*Supplied data*
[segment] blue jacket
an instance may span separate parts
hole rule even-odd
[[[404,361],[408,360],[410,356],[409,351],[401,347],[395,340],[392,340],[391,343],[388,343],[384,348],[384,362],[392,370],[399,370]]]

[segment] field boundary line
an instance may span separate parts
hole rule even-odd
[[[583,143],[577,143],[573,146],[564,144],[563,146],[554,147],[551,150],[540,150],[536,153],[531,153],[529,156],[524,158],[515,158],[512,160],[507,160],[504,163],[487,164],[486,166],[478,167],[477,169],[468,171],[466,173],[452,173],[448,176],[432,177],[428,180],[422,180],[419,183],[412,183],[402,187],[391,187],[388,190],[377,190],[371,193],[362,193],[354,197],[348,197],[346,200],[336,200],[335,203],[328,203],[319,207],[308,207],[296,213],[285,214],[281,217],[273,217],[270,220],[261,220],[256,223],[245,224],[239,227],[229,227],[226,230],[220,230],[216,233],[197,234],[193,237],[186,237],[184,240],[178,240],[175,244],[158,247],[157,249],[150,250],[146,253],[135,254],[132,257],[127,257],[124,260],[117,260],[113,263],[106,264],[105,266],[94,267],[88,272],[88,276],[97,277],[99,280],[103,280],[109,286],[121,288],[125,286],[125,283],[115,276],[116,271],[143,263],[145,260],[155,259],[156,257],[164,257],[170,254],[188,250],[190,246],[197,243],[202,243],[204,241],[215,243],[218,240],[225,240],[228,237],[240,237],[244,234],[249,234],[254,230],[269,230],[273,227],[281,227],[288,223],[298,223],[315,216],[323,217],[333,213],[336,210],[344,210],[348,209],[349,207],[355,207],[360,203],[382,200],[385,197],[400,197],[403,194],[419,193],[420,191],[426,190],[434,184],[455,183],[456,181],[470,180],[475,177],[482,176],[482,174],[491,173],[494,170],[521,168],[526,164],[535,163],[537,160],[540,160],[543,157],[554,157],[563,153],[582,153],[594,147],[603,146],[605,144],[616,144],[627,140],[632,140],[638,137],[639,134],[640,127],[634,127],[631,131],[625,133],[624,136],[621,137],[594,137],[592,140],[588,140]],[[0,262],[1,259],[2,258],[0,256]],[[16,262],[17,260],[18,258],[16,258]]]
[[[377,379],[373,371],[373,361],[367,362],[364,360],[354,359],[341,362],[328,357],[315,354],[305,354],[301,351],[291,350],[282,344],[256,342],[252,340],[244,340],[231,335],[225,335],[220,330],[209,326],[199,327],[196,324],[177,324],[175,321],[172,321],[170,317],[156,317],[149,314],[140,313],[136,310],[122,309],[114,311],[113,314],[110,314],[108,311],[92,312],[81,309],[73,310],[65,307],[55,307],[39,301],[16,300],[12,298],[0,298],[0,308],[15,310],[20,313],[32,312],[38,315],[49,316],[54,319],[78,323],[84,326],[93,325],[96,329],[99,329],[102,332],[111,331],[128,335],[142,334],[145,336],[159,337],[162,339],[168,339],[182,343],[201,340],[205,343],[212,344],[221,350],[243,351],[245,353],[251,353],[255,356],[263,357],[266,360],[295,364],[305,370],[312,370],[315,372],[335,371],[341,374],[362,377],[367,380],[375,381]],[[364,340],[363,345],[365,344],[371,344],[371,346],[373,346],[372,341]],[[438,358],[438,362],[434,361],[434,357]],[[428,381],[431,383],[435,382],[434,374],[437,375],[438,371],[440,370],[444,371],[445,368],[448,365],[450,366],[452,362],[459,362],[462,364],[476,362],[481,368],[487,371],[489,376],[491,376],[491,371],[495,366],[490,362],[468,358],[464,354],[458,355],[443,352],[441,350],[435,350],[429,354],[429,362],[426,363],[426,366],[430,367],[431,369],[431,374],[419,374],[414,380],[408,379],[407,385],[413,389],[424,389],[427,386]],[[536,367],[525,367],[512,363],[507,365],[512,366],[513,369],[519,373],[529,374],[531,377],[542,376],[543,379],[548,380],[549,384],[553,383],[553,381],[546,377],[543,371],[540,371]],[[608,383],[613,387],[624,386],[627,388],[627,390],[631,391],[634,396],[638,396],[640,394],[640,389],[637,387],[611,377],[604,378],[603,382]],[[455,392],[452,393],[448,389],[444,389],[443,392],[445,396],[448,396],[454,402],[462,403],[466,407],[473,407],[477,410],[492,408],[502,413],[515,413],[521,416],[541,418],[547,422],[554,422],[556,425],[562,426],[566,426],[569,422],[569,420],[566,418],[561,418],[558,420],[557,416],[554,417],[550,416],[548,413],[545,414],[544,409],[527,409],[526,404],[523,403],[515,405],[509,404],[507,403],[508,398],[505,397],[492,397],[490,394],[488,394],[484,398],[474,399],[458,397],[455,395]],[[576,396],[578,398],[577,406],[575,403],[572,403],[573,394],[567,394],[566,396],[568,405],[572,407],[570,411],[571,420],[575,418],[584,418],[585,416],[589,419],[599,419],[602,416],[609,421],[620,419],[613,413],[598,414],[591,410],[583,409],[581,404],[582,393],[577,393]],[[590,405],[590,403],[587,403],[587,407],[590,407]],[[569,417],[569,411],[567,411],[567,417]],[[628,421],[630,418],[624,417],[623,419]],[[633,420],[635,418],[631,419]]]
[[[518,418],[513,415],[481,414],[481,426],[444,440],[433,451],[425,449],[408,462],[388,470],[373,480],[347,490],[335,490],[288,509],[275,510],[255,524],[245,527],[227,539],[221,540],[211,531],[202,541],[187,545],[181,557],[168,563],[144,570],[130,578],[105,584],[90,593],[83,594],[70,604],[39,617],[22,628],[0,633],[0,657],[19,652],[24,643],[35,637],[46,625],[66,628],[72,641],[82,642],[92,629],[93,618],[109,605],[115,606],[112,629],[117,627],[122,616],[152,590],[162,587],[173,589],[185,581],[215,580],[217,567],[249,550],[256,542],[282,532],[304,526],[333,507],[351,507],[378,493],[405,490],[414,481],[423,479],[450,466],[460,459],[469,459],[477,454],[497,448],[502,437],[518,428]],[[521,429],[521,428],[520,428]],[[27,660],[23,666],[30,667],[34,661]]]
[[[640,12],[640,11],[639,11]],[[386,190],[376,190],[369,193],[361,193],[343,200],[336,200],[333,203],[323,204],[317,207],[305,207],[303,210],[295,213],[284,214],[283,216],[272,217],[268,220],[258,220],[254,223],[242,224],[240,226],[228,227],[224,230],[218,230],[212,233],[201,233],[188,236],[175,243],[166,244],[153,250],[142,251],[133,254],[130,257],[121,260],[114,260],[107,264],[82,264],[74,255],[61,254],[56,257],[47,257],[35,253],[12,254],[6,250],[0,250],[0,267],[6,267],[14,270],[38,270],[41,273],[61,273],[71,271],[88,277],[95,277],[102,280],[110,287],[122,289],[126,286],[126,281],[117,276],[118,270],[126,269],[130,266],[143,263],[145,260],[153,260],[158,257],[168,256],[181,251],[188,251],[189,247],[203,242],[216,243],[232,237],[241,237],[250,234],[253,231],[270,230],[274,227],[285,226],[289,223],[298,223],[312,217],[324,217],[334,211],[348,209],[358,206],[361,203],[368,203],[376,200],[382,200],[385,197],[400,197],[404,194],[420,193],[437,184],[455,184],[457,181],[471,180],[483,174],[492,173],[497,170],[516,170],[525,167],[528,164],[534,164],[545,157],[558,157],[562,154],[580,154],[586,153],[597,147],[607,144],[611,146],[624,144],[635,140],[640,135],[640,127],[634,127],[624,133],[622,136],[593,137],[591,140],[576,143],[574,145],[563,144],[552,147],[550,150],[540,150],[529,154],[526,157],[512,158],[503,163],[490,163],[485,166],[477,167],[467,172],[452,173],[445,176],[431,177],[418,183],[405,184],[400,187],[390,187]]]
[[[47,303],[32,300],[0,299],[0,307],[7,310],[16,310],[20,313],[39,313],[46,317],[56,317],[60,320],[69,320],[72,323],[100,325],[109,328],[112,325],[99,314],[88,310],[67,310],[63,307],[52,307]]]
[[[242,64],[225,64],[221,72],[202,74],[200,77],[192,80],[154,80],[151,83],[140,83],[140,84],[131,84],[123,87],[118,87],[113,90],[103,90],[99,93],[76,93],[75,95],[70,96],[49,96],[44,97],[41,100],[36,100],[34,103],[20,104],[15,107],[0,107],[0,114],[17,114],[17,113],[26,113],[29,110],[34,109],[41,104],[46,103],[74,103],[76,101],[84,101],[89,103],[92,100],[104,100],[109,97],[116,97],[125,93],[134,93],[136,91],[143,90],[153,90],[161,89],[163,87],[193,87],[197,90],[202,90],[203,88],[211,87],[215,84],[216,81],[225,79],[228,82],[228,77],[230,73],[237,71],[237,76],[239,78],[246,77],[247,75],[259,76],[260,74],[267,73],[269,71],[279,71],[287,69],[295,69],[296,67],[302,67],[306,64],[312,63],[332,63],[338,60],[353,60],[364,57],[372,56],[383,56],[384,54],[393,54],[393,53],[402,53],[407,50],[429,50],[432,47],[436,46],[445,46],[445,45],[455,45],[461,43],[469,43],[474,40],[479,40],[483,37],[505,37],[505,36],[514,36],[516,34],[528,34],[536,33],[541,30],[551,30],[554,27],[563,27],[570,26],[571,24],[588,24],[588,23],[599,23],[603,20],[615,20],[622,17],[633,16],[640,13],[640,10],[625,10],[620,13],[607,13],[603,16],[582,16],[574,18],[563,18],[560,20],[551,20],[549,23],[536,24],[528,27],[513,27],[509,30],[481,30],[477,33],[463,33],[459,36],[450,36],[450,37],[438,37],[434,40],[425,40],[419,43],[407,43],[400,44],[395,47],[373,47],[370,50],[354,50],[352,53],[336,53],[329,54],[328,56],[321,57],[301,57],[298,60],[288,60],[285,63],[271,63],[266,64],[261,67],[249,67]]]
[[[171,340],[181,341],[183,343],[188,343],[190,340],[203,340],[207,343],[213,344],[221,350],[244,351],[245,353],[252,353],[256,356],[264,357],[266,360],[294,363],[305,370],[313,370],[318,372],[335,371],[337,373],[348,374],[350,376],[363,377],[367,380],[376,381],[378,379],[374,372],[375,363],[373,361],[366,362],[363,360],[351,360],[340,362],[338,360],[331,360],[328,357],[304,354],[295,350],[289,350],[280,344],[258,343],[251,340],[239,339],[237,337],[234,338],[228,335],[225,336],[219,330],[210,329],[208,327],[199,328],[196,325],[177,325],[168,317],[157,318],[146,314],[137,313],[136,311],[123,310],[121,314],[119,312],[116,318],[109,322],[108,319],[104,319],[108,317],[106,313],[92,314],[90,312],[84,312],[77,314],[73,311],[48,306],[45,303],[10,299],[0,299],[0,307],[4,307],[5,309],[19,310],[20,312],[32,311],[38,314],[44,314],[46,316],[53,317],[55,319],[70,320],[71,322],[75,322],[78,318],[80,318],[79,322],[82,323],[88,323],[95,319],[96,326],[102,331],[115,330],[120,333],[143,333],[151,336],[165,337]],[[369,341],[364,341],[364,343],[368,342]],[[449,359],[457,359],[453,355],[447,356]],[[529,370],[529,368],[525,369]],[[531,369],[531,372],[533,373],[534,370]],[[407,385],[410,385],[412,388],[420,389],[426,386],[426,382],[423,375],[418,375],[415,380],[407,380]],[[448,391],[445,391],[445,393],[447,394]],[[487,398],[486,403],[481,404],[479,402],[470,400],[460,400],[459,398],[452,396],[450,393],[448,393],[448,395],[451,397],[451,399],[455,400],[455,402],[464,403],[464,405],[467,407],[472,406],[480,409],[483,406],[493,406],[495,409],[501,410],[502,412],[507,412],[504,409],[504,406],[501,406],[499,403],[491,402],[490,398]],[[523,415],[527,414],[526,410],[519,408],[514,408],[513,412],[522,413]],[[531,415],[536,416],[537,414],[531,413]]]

*Task instructions*
Please print verbatim each line from the first line of the entries above to the line that contains "[segment] field boundary line", inclusive, and nothing more.

*Answer section*
[segment] blue jacket
an instance may span separate parts
hole rule even-odd
[[[404,361],[408,360],[410,356],[409,351],[401,347],[395,340],[392,340],[391,343],[388,343],[384,348],[384,362],[392,370],[399,370]]]

[segment] field boundary line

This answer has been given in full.